>>>>

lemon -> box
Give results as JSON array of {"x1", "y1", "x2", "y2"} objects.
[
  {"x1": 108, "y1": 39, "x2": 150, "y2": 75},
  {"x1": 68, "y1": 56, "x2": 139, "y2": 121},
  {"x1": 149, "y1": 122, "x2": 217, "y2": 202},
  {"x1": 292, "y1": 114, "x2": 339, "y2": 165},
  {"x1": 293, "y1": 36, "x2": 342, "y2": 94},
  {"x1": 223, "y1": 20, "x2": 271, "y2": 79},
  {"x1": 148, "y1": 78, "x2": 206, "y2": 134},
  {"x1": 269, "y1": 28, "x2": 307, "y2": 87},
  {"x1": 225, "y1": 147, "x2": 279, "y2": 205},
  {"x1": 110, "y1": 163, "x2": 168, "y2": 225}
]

<<<<

### To do:
Can you write out the items above again, swapping "lemon" for "orange" and leaving everything else unchanged?

### Worked answer:
orange -> box
Give results as JSON array of {"x1", "y1", "x2", "y2"} objects.
[
  {"x1": 108, "y1": 39, "x2": 150, "y2": 75},
  {"x1": 68, "y1": 56, "x2": 139, "y2": 121},
  {"x1": 149, "y1": 122, "x2": 217, "y2": 202},
  {"x1": 292, "y1": 114, "x2": 339, "y2": 165},
  {"x1": 293, "y1": 36, "x2": 342, "y2": 94},
  {"x1": 223, "y1": 20, "x2": 271, "y2": 79},
  {"x1": 148, "y1": 78, "x2": 206, "y2": 134},
  {"x1": 269, "y1": 28, "x2": 307, "y2": 87},
  {"x1": 225, "y1": 147, "x2": 279, "y2": 205},
  {"x1": 110, "y1": 163, "x2": 168, "y2": 225}
]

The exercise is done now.